Rows taken from a segmentation dataset
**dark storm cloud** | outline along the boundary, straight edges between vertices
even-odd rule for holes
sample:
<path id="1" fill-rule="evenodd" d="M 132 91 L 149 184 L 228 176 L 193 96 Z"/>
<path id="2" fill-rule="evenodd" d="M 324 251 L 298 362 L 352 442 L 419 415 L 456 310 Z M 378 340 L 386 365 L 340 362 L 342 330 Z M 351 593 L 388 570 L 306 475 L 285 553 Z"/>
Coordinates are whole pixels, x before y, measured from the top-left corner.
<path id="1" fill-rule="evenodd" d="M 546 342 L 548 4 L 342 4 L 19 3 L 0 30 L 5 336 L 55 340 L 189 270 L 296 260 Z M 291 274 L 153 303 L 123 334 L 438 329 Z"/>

What you are asked to do –
Could you render each line of the material above as a JSON list of strings, one string per line and no blank lines?

Output for this exercise –
[
  "**dark storm cloud** | outline along the boundary, straight edges between vertices",
  "even-odd rule for holes",
  "sample:",
  "<path id=\"1\" fill-rule=\"evenodd\" d=\"M 132 91 L 149 184 L 228 176 L 193 96 Z\"/>",
  "<path id=\"2\" fill-rule=\"evenodd\" d=\"M 324 251 L 298 362 L 352 442 L 419 415 L 456 310 Z M 378 340 L 386 365 L 340 362 L 342 330 Z M 351 593 L 388 570 L 306 475 L 285 553 Z\"/>",
  "Coordinates are whole pixels, x before y, measured from the top-left corner.",
  "<path id=\"1\" fill-rule=\"evenodd\" d=\"M 546 342 L 548 4 L 342 4 L 19 3 L 0 30 L 5 336 L 55 340 L 189 270 L 296 260 Z M 291 274 L 153 303 L 123 334 L 438 329 Z\"/>"
]